→ Material provided:
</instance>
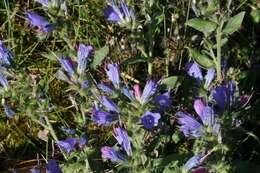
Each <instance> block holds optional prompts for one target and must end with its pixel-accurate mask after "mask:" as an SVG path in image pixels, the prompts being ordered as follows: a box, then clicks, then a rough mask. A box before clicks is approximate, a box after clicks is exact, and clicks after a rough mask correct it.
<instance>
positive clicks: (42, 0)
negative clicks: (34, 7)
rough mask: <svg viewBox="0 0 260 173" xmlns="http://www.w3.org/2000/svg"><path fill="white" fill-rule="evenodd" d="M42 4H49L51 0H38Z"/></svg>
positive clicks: (47, 4)
mask: <svg viewBox="0 0 260 173" xmlns="http://www.w3.org/2000/svg"><path fill="white" fill-rule="evenodd" d="M37 2H39V3H40V4H41V5H42V6H48V4H49V0H37Z"/></svg>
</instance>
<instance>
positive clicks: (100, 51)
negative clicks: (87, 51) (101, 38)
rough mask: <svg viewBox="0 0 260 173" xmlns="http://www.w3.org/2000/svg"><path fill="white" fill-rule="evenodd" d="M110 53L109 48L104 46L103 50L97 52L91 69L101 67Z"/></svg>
mask: <svg viewBox="0 0 260 173" xmlns="http://www.w3.org/2000/svg"><path fill="white" fill-rule="evenodd" d="M108 53H109V48H108V46H104V47H102V48H101V49H99V50H98V51H95V56H94V59H93V62H92V64H91V67H92V68H96V67H97V66H98V65H100V64H101V62H102V61H103V59H104V58H105V57H106V56H107V54H108Z"/></svg>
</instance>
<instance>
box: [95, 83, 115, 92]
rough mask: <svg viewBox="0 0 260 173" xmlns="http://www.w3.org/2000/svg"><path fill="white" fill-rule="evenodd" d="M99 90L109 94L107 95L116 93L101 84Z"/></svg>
mask: <svg viewBox="0 0 260 173" xmlns="http://www.w3.org/2000/svg"><path fill="white" fill-rule="evenodd" d="M97 86H98V88H99V89H101V90H102V91H103V92H105V93H107V94H113V93H114V91H113V90H112V89H111V88H110V87H109V86H107V85H106V84H103V83H100V84H98V85H97Z"/></svg>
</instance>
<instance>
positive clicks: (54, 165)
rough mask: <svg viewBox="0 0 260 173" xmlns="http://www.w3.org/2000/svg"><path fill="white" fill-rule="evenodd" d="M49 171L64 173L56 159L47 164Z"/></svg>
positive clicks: (48, 171) (52, 160)
mask: <svg viewBox="0 0 260 173" xmlns="http://www.w3.org/2000/svg"><path fill="white" fill-rule="evenodd" d="M46 168H47V170H48V173H62V171H61V169H60V167H59V165H58V163H57V161H56V160H50V161H49V162H48V164H47V165H46Z"/></svg>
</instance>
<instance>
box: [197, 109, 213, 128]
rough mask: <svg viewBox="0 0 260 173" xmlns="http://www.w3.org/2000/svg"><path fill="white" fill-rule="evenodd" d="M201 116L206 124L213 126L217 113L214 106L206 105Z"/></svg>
mask: <svg viewBox="0 0 260 173" xmlns="http://www.w3.org/2000/svg"><path fill="white" fill-rule="evenodd" d="M200 118H201V120H202V122H203V124H204V125H206V126H210V127H213V125H214V124H215V113H214V110H213V109H212V107H210V106H206V107H205V108H204V110H203V112H202V116H201V117H200Z"/></svg>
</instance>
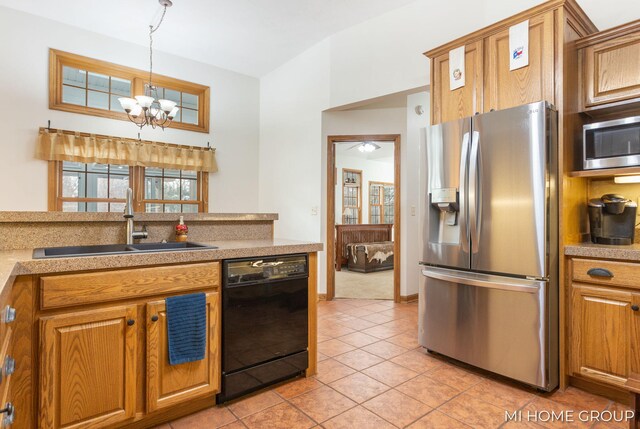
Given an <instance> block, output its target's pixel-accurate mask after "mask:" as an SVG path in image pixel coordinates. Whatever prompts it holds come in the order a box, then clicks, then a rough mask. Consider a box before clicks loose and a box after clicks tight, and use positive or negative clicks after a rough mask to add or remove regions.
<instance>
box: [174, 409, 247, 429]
mask: <svg viewBox="0 0 640 429" xmlns="http://www.w3.org/2000/svg"><path fill="white" fill-rule="evenodd" d="M235 420H236V418H235V416H234V415H233V414H232V413H231V411H229V410H228V409H226V408H225V407H219V406H218V407H211V408H207V409H206V410H203V411H199V412H197V413H194V414H191V415H190V416H186V417H183V418H181V419H178V420H174V421H172V422H171V427H172V429H194V428H203V427H207V428H219V427H222V426H224V425H226V424H229V423H232V422H234V421H235Z"/></svg>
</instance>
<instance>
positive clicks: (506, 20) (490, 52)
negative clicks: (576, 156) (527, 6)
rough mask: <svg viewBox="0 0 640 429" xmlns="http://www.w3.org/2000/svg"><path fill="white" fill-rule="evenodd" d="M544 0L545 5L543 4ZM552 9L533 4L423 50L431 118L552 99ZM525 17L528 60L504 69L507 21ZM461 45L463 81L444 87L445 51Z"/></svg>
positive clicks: (551, 99)
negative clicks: (461, 38)
mask: <svg viewBox="0 0 640 429" xmlns="http://www.w3.org/2000/svg"><path fill="white" fill-rule="evenodd" d="M545 6H546V5H545ZM557 13H558V11H557V10H554V9H549V7H546V9H545V8H542V9H540V8H535V9H533V10H532V11H531V12H529V13H527V12H523V13H522V14H520V15H518V16H516V17H513V18H509V19H507V20H505V21H503V22H500V23H498V24H495V25H494V26H491V27H488V28H486V29H484V30H480V31H478V32H476V33H473V34H470V35H468V36H465V37H464V38H462V39H461V40H460V42H459V43H458V42H456V41H454V42H451V43H449V44H447V45H444V46H441V47H439V48H436V49H434V50H432V51H429V52H427V53H426V55H427V56H428V57H430V58H431V88H432V90H431V105H432V108H431V123H432V124H438V123H441V122H447V121H450V120H454V119H460V118H464V117H468V116H473V115H474V114H476V113H483V112H489V111H490V110H499V109H506V108H509V107H514V106H519V105H522V104H526V103H533V102H536V101H541V100H546V101H548V102H549V103H556V97H555V94H556V86H555V77H556V67H557V66H558V64H557V62H556V57H555V52H556V49H555V47H556V42H557V38H558V37H562V36H561V35H560V36H556V34H557V33H556V31H555V30H554V28H555V17H556V14H557ZM525 20H529V65H528V66H525V67H522V68H519V69H516V70H513V71H511V70H509V60H510V57H511V52H510V50H509V27H510V26H512V25H515V24H518V23H520V22H523V21H525ZM459 46H464V47H465V72H466V79H465V86H463V87H462V88H458V89H456V90H453V91H451V90H450V89H449V51H450V50H451V49H455V48H456V47H459Z"/></svg>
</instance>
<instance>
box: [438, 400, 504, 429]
mask: <svg viewBox="0 0 640 429" xmlns="http://www.w3.org/2000/svg"><path fill="white" fill-rule="evenodd" d="M438 411H440V412H442V413H444V414H446V415H448V416H449V417H453V418H454V419H456V420H458V421H461V422H464V423H465V424H467V425H469V426H471V427H473V428H477V429H491V428H497V427H499V426H500V425H502V424H504V422H505V410H504V409H502V408H499V407H496V406H495V405H491V404H488V403H486V402H483V401H481V400H479V399H477V398H475V397H473V396H470V395H467V394H464V393H463V394H461V395H459V396H456V397H455V398H453V399H452V400H451V401H449V402H447V403H446V404H444V405H442V406H440V408H438Z"/></svg>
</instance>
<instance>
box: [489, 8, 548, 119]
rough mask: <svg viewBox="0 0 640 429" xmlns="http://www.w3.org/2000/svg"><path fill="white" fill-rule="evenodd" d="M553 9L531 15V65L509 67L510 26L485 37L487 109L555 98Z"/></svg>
mask: <svg viewBox="0 0 640 429" xmlns="http://www.w3.org/2000/svg"><path fill="white" fill-rule="evenodd" d="M553 14H554V12H553V11H550V12H547V13H544V14H542V15H538V16H535V17H532V18H531V19H529V65H528V66H526V67H522V68H519V69H517V70H513V71H510V70H509V59H510V57H511V53H510V52H509V29H508V28H505V29H504V30H503V31H501V32H499V33H496V34H494V35H492V36H489V37H487V38H486V39H485V43H486V47H485V50H486V52H487V58H486V62H487V68H486V74H485V105H484V106H485V112H488V111H490V110H491V109H494V110H500V109H507V108H509V107H514V106H520V105H522V104H527V103H533V102H535V101H543V100H544V101H548V102H550V103H554V102H555V97H554V61H553V53H554V37H553V36H554V32H553Z"/></svg>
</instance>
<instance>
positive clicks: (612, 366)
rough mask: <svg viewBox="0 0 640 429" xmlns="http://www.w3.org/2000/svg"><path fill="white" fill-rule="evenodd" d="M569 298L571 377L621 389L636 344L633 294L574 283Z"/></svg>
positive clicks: (631, 293) (625, 380)
mask: <svg viewBox="0 0 640 429" xmlns="http://www.w3.org/2000/svg"><path fill="white" fill-rule="evenodd" d="M572 295H573V296H572V321H573V325H572V332H571V337H572V339H571V342H572V365H571V367H572V372H573V374H574V375H581V376H585V377H589V378H592V379H595V380H597V381H600V382H604V383H607V384H612V385H617V386H624V383H625V382H626V380H627V377H628V376H629V370H630V363H631V347H632V338H633V342H635V341H636V340H635V338H636V337H635V334H634V333H635V332H636V329H637V324H638V321H637V318H638V315H637V311H633V310H632V309H631V306H632V305H634V300H636V301H637V296H636V294H632V293H631V292H628V291H625V290H618V289H614V288H606V287H594V286H588V285H584V284H580V283H574V284H573V286H572Z"/></svg>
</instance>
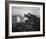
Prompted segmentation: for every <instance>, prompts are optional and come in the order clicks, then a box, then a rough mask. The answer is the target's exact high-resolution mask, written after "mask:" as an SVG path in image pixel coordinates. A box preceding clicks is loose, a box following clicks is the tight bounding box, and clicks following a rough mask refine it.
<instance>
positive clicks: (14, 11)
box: [12, 6, 40, 17]
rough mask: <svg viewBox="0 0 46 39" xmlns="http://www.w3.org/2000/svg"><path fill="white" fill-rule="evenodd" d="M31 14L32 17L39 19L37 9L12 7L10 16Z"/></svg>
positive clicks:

→ Description of the task: Give an exact copy of every line from the one holding "14L32 17L39 19L37" through the end of the records, both included, and no other lines.

→ Your response:
rough mask: <svg viewBox="0 0 46 39" xmlns="http://www.w3.org/2000/svg"><path fill="white" fill-rule="evenodd" d="M31 14L32 17L39 19L37 9L12 7L10 16Z"/></svg>
positive clicks:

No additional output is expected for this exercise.